[Segmentation dataset excerpts]
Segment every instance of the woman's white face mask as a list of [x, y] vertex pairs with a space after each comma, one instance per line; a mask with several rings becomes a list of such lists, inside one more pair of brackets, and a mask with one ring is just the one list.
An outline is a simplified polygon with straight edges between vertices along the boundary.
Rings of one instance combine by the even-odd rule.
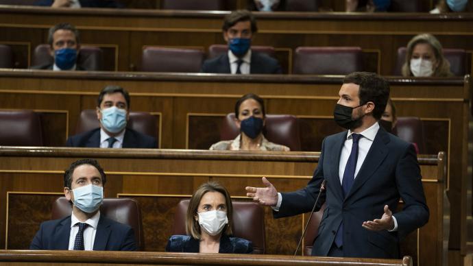
[[433, 64], [430, 60], [419, 58], [411, 59], [411, 72], [414, 77], [430, 77], [433, 74]]

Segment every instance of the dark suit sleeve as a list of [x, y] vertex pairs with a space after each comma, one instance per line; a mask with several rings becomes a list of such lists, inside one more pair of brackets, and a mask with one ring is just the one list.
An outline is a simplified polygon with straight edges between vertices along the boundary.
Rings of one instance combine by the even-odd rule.
[[122, 243], [121, 247], [120, 247], [121, 251], [135, 251], [137, 250], [133, 228], [128, 228]]
[[[312, 208], [315, 204], [315, 200], [319, 194], [320, 185], [324, 180], [324, 149], [326, 139], [322, 141], [322, 149], [320, 153], [320, 158], [317, 169], [314, 174], [308, 182], [307, 186], [302, 189], [295, 192], [281, 193], [282, 202], [279, 208], [279, 211], [274, 211], [273, 215], [275, 218], [285, 217], [288, 216], [296, 215], [312, 210]], [[317, 202], [315, 211], [317, 212], [325, 202], [325, 192], [320, 195], [320, 199]]]
[[396, 180], [404, 206], [393, 216], [398, 221], [398, 231], [402, 237], [426, 224], [429, 216], [420, 168], [412, 144], [407, 147], [396, 166]]
[[29, 249], [32, 250], [42, 250], [43, 247], [43, 223], [40, 226], [40, 229], [36, 232], [36, 234], [33, 238], [33, 241], [29, 244]]

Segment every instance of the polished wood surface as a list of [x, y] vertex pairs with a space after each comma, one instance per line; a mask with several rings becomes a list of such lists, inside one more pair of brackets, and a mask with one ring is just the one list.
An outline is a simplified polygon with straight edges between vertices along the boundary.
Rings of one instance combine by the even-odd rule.
[[[3, 5], [0, 6], [0, 43], [13, 46], [22, 59], [19, 67], [24, 66], [34, 47], [47, 43], [48, 28], [68, 21], [80, 30], [83, 44], [104, 49], [106, 62], [113, 64], [107, 69], [132, 71], [141, 64], [144, 46], [207, 51], [211, 45], [224, 43], [221, 25], [228, 13]], [[254, 45], [274, 47], [289, 73], [298, 47], [359, 46], [369, 61], [365, 70], [373, 70], [374, 65], [377, 72], [391, 75], [398, 48], [421, 32], [435, 34], [445, 48], [468, 50], [471, 64], [471, 14], [258, 12], [256, 17], [258, 33]]]
[[[105, 195], [131, 197], [142, 211], [145, 250], [164, 251], [172, 234], [175, 207], [202, 182], [217, 180], [233, 200], [250, 200], [246, 186], [260, 186], [267, 177], [283, 191], [300, 189], [312, 176], [319, 153], [249, 152], [165, 149], [107, 149], [0, 147], [0, 239], [8, 249], [27, 249], [45, 220], [51, 202], [60, 196], [62, 173], [73, 160], [94, 158], [106, 170]], [[444, 256], [443, 232], [448, 215], [443, 205], [445, 162], [443, 153], [418, 156], [428, 223], [402, 242], [415, 265], [440, 265]], [[292, 254], [306, 215], [274, 219], [265, 208], [266, 253]], [[25, 213], [28, 213], [27, 217]], [[5, 216], [6, 214], [6, 216]], [[6, 224], [4, 225], [3, 223]], [[6, 228], [6, 230], [5, 229]], [[433, 254], [435, 254], [435, 258]]]
[[[82, 263], [82, 265], [385, 265], [409, 266], [411, 257], [402, 259], [374, 259], [354, 258], [302, 257], [278, 255], [250, 255], [197, 253], [162, 253], [104, 251], [30, 251], [0, 250], [2, 265], [14, 263], [63, 265]], [[29, 264], [31, 265], [31, 264]]]

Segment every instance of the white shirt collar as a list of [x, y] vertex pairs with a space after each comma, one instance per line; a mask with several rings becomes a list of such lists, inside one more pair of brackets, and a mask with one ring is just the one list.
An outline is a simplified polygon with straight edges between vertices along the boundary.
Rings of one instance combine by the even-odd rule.
[[[234, 55], [233, 53], [232, 53], [232, 51], [230, 49], [228, 49], [228, 60], [230, 61], [230, 64], [231, 63], [234, 63], [238, 60], [240, 59], [239, 57], [236, 56]], [[244, 62], [250, 64], [252, 62], [252, 49], [249, 49], [248, 51], [246, 52], [245, 56], [241, 58], [241, 60], [243, 60]]]
[[[90, 218], [88, 219], [85, 223], [88, 224], [90, 226], [93, 228], [94, 229], [97, 229], [97, 225], [99, 224], [99, 219], [100, 219], [100, 210], [97, 212], [94, 215], [94, 216], [91, 217]], [[72, 212], [72, 215], [71, 215], [71, 228], [72, 228], [74, 227], [77, 223], [80, 223], [81, 221], [79, 221], [77, 217], [75, 217], [74, 215], [74, 212]]]
[[[75, 70], [75, 64], [74, 64], [74, 66], [73, 66], [71, 69], [65, 69], [65, 70]], [[56, 65], [56, 63], [53, 65], [53, 71], [60, 71], [62, 69], [60, 69], [58, 66]]]
[[[376, 121], [376, 123], [374, 123], [373, 125], [361, 132], [359, 134], [362, 134], [364, 138], [373, 141], [374, 141], [374, 137], [376, 136], [378, 130], [379, 130], [379, 123]], [[352, 134], [353, 134], [353, 132], [348, 130], [347, 139], [352, 138]]]
[[[123, 143], [123, 137], [125, 136], [125, 132], [126, 131], [126, 128], [123, 130], [123, 131], [121, 132], [121, 133], [119, 134], [118, 135], [115, 136], [114, 138], [117, 139], [117, 141], [118, 141], [120, 143]], [[106, 141], [108, 138], [110, 138], [110, 136], [108, 136], [107, 133], [104, 130], [103, 128], [100, 128], [100, 143], [103, 143], [104, 141]]]

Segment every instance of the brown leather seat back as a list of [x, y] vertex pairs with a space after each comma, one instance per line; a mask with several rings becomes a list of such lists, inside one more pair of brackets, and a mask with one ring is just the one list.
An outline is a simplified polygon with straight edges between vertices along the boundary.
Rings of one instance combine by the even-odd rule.
[[347, 75], [363, 67], [360, 47], [301, 47], [295, 49], [293, 73]]
[[325, 207], [324, 204], [322, 205], [318, 212], [314, 213], [314, 214], [312, 215], [311, 222], [307, 226], [307, 231], [306, 232], [306, 235], [304, 238], [303, 256], [311, 256], [311, 254], [312, 253], [312, 245], [314, 243], [317, 234], [319, 233], [319, 225], [320, 225], [320, 222], [322, 220], [322, 215], [324, 215], [324, 210], [325, 210]]
[[[146, 112], [130, 112], [127, 126], [148, 136], [158, 137], [158, 119]], [[75, 134], [85, 132], [100, 127], [95, 110], [86, 109], [80, 112]], [[157, 138], [158, 139], [158, 138]]]
[[[32, 62], [33, 66], [54, 63], [54, 58], [49, 53], [49, 45], [38, 45], [34, 49]], [[99, 47], [81, 46], [77, 55], [77, 64], [89, 71], [104, 70], [104, 52]]]
[[203, 61], [200, 50], [148, 46], [143, 50], [140, 71], [198, 73]]
[[[186, 213], [189, 200], [175, 209], [173, 234], [186, 234]], [[254, 254], [265, 254], [265, 212], [256, 202], [233, 201], [233, 235], [253, 243]]]
[[[72, 213], [72, 206], [64, 197], [58, 197], [53, 203], [51, 217], [62, 219]], [[141, 210], [138, 202], [127, 198], [105, 198], [100, 206], [100, 214], [112, 220], [130, 226], [134, 231], [136, 247], [145, 250]]]
[[424, 123], [419, 117], [398, 117], [393, 133], [407, 142], [415, 143], [420, 154], [426, 153]]
[[[272, 46], [252, 45], [252, 50], [259, 53], [266, 53], [274, 58], [274, 47]], [[208, 47], [208, 58], [213, 58], [220, 56], [228, 51], [228, 45], [212, 45]]]
[[[396, 61], [394, 75], [402, 75], [402, 65], [406, 61], [407, 48], [399, 47], [398, 49], [398, 58]], [[463, 76], [467, 73], [467, 53], [463, 49], [444, 49], [444, 56], [450, 63], [450, 71], [456, 76]]]
[[38, 114], [29, 110], [0, 110], [0, 146], [43, 146]]
[[[231, 140], [240, 134], [234, 122], [235, 114], [228, 114], [222, 121], [220, 140]], [[265, 137], [269, 141], [289, 147], [291, 151], [300, 151], [300, 134], [297, 117], [290, 114], [266, 114], [263, 130]]]
[[12, 69], [13, 50], [8, 45], [0, 45], [0, 69]]

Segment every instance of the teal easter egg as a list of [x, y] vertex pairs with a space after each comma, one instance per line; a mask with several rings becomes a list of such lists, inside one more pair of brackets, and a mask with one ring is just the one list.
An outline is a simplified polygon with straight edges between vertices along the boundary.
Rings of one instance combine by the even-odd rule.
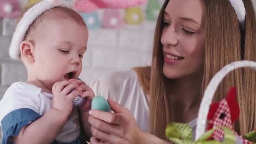
[[109, 103], [105, 98], [101, 96], [97, 96], [93, 99], [91, 102], [91, 109], [105, 112], [110, 112], [110, 107]]

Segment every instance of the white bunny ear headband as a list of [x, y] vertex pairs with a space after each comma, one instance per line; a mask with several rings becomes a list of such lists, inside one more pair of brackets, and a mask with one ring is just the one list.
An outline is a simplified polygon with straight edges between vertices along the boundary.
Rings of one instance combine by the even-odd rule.
[[232, 7], [234, 8], [240, 26], [245, 29], [245, 8], [243, 0], [229, 0]]
[[[68, 8], [77, 11], [73, 6], [75, 0], [43, 0], [28, 9], [24, 14], [16, 27], [9, 50], [10, 57], [14, 59], [19, 59], [20, 44], [23, 40], [25, 35], [29, 26], [38, 16], [47, 10], [57, 6]], [[245, 8], [243, 0], [229, 0], [229, 1], [235, 11], [240, 25], [244, 29]]]
[[11, 58], [19, 59], [20, 57], [20, 44], [24, 40], [27, 29], [33, 22], [44, 12], [56, 7], [62, 7], [77, 11], [72, 0], [43, 0], [29, 8], [17, 24], [13, 36], [9, 54]]

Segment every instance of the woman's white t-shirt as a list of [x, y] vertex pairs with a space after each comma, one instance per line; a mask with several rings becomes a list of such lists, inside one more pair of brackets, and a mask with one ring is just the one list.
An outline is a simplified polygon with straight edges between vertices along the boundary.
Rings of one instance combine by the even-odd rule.
[[[148, 104], [135, 71], [131, 69], [105, 75], [93, 80], [91, 87], [96, 95], [111, 97], [130, 110], [139, 128], [149, 132]], [[189, 124], [195, 132], [196, 119]]]

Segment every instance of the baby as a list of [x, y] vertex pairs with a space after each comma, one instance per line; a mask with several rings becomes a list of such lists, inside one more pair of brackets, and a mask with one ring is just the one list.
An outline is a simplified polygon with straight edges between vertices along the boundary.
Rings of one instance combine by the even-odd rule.
[[[77, 79], [87, 48], [84, 21], [60, 0], [35, 4], [19, 21], [10, 55], [21, 61], [28, 77], [13, 83], [0, 101], [2, 144], [86, 143], [80, 131], [90, 138], [94, 94]], [[77, 109], [78, 96], [86, 100]]]

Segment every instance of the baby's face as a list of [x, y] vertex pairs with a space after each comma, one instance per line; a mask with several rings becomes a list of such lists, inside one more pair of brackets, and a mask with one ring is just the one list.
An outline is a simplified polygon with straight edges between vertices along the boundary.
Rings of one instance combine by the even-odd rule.
[[32, 70], [35, 78], [51, 88], [57, 81], [77, 78], [87, 49], [86, 26], [63, 19], [46, 21], [38, 26]]

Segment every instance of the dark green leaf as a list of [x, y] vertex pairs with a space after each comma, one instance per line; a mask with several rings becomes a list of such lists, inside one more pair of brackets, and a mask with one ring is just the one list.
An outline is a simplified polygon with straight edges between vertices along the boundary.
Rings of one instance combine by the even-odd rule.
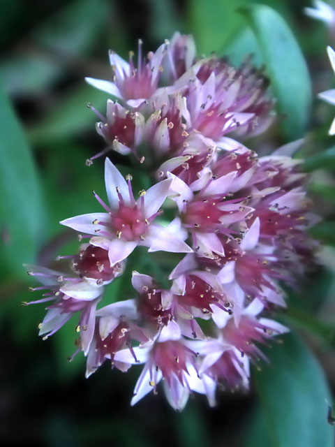
[[248, 20], [266, 64], [278, 112], [285, 116], [283, 129], [288, 139], [301, 137], [309, 121], [311, 88], [304, 56], [279, 14], [265, 5], [241, 8]]
[[32, 38], [48, 50], [77, 57], [92, 48], [110, 14], [107, 0], [76, 0], [45, 21]]
[[33, 158], [14, 111], [0, 87], [0, 256], [6, 271], [24, 274], [34, 262], [43, 228]]
[[35, 143], [60, 141], [77, 135], [86, 126], [94, 128], [98, 119], [87, 108], [92, 103], [103, 115], [105, 114], [107, 94], [84, 83], [75, 90], [68, 91], [44, 119], [32, 129], [29, 137]]
[[314, 237], [321, 240], [327, 245], [335, 245], [335, 221], [325, 221], [315, 225], [310, 229]]
[[307, 172], [315, 169], [335, 170], [335, 147], [330, 147], [308, 158], [304, 163], [304, 169]]
[[267, 350], [269, 365], [255, 374], [274, 447], [333, 447], [327, 422], [329, 390], [316, 360], [293, 334]]

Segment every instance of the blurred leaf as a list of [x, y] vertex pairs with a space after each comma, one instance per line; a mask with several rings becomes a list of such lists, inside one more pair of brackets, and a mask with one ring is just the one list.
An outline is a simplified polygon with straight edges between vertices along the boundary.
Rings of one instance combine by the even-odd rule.
[[0, 75], [6, 91], [11, 94], [36, 94], [50, 85], [61, 73], [59, 60], [40, 54], [15, 55], [0, 65]]
[[244, 3], [243, 0], [188, 1], [190, 27], [198, 53], [209, 54], [212, 51], [218, 51], [232, 36], [239, 34], [243, 17], [236, 13], [236, 8]]
[[270, 447], [271, 441], [265, 422], [265, 415], [259, 405], [253, 409], [246, 426], [241, 433], [241, 442], [238, 444], [243, 447], [253, 447], [263, 445]]
[[258, 39], [288, 139], [301, 137], [309, 121], [311, 87], [304, 56], [284, 20], [265, 5], [241, 8]]
[[287, 314], [281, 316], [284, 323], [294, 325], [299, 329], [303, 329], [317, 335], [325, 346], [332, 344], [335, 341], [335, 328], [333, 325], [324, 323], [314, 314], [306, 312], [305, 309], [290, 306]]
[[267, 349], [269, 365], [255, 382], [274, 447], [333, 447], [327, 422], [331, 396], [323, 372], [308, 349], [293, 334], [283, 345]]
[[14, 111], [0, 87], [0, 256], [6, 272], [26, 275], [43, 228], [42, 200], [33, 158]]
[[[150, 34], [158, 41], [164, 41], [180, 29], [180, 16], [176, 13], [176, 8], [170, 0], [149, 0], [150, 6]], [[161, 18], [164, 17], [162, 20]]]
[[198, 402], [190, 402], [181, 413], [174, 413], [176, 430], [181, 446], [202, 447], [208, 445], [209, 439], [207, 427]]
[[99, 119], [87, 107], [87, 103], [92, 103], [103, 115], [107, 98], [106, 93], [87, 85], [83, 80], [82, 85], [67, 92], [66, 97], [61, 98], [30, 131], [29, 138], [34, 143], [49, 143], [78, 135], [87, 126], [94, 129], [94, 123]]
[[309, 233], [327, 245], [335, 245], [335, 221], [325, 221], [315, 225]]
[[315, 169], [326, 169], [327, 170], [335, 169], [335, 147], [330, 147], [305, 160], [304, 163], [304, 170], [311, 172]]
[[57, 53], [78, 56], [93, 47], [110, 14], [107, 0], [76, 0], [32, 34], [39, 45]]
[[52, 343], [57, 358], [57, 371], [58, 379], [68, 380], [78, 374], [85, 374], [86, 359], [82, 352], [78, 353], [71, 361], [69, 359], [77, 350], [75, 340], [78, 334], [75, 328], [79, 323], [79, 313], [52, 336], [52, 340], [48, 339], [44, 343]]
[[[225, 55], [232, 56], [234, 63], [240, 63], [251, 52], [259, 52], [254, 36], [251, 37], [245, 20], [237, 12], [239, 7], [251, 3], [255, 3], [255, 0], [188, 0], [190, 28], [195, 37], [198, 52], [209, 54], [219, 51], [223, 55], [224, 52]], [[281, 0], [263, 0], [262, 3], [288, 16], [290, 12]]]
[[[54, 82], [68, 66], [89, 54], [108, 26], [112, 4], [107, 0], [77, 0], [47, 19], [31, 33], [22, 50], [0, 64], [6, 90], [36, 94]], [[26, 46], [27, 45], [27, 46]]]
[[264, 62], [255, 34], [246, 26], [241, 27], [239, 34], [232, 34], [220, 53], [223, 56], [228, 56], [229, 60], [237, 66], [243, 62], [248, 54], [252, 55], [254, 65], [258, 66]]
[[335, 186], [313, 183], [311, 186], [311, 189], [313, 193], [322, 196], [325, 199], [335, 200]]

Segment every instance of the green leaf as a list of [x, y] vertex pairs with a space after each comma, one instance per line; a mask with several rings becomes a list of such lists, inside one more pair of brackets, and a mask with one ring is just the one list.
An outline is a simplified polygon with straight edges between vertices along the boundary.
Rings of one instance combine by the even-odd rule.
[[32, 38], [49, 50], [77, 57], [92, 48], [110, 13], [107, 0], [76, 0], [43, 22]]
[[293, 334], [267, 349], [269, 363], [255, 374], [274, 447], [333, 447], [327, 422], [331, 396], [319, 364]]
[[29, 147], [1, 86], [0, 121], [0, 257], [6, 272], [22, 276], [41, 239], [42, 200]]
[[243, 0], [188, 1], [190, 28], [200, 54], [220, 50], [232, 35], [239, 34], [243, 18], [235, 10], [244, 3]]
[[82, 85], [68, 91], [44, 119], [31, 129], [29, 138], [34, 143], [50, 143], [78, 135], [87, 126], [94, 129], [98, 119], [87, 108], [87, 103], [92, 103], [104, 115], [107, 98], [106, 93], [83, 80]]
[[258, 41], [278, 112], [285, 117], [284, 134], [290, 140], [298, 138], [308, 123], [312, 99], [309, 73], [299, 45], [285, 20], [271, 8], [254, 4], [240, 10]]
[[327, 245], [335, 245], [335, 221], [320, 222], [309, 230], [309, 233]]
[[304, 163], [304, 170], [307, 172], [315, 169], [335, 170], [335, 147], [330, 147], [320, 154], [310, 156]]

Task instructions:
Express everything from the line containing "Segment every instance of the woman's white t-shirt" down to the line containing "132], [196, 119]]]" as a two-column CSV with the columns instruction and polygon, one row per item. Put the item's text and its answer each in one quoted field, with line breaks replaced by spaces.

Written reply:
instruction,polygon
"Segment every instance of the woman's white t-shirt as a list of [x, y] vertex pairs with a space after each comma, one instance per line; a mask with several rings becomes a list of such lists, inside one more pair of brackets, and a mask with one ring is just the one list. An outline is a simplified polygon with straight edges between vertices along the boundary. Rings of one instance combine by the even-odd rule.","[[[148, 104], [135, 71], [131, 69], [105, 75], [93, 80], [91, 87], [96, 95], [111, 97], [130, 110], [139, 128], [149, 132]], [[189, 124], [195, 132], [196, 119]]]"